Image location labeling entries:
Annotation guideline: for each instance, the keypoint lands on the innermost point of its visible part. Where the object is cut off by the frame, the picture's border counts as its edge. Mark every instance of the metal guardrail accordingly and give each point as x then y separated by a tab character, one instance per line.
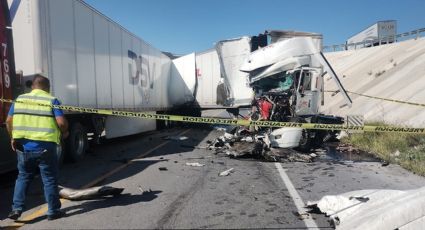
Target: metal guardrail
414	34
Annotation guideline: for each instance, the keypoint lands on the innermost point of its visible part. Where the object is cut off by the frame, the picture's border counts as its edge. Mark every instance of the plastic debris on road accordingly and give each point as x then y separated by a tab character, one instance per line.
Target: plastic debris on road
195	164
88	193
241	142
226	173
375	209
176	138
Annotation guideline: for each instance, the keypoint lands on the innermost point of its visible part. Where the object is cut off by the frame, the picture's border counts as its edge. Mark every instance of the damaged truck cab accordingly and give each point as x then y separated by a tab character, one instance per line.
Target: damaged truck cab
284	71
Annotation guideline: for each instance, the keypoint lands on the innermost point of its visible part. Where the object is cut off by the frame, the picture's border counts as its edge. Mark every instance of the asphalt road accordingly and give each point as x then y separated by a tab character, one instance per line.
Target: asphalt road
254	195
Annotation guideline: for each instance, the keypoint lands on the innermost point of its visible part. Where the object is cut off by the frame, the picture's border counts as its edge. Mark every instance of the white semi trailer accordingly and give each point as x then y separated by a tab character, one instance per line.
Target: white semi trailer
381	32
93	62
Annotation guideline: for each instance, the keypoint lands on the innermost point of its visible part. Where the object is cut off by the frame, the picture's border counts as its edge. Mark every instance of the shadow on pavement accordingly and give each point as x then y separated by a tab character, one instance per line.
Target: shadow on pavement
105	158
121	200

* [The task]
Write out every line again, from the line that contains "of the asphalt" through the end of the listing, with the requests included. Offset each coordinate in the answers by 19.

* [Response]
Annotation guideline: for each instance, the keypoint lands on the innermost point of its visible part. Where the object is cut off by the frame, the picture's border counts as its edge. Mark every instance of the asphalt road accordingly and give each point as x then y separated by a tab character, one instance per line.
Target: asphalt road
273	214
Annotation guideline: for each instance, the keypoint lands on the innermost point of its visible part. Where the object is cut off by the frame, the picture's border counts as its edge. Mark every instance of the white semi trailer accordingly and give each point as x then y separated by a tab character, one instance per line.
Target: white semi trailer
400	51
112	81
Annotation guideline: for each instance, the keypoint lands on the innermost point of its visible part. Where the object is cut off by the frame, the picture's border counts as its edge. Mark every instance of the shadow on pavement accordingly and give each point as x then y separated by a tab character, one instance per line.
Target: shadow on pavement
124	177
140	219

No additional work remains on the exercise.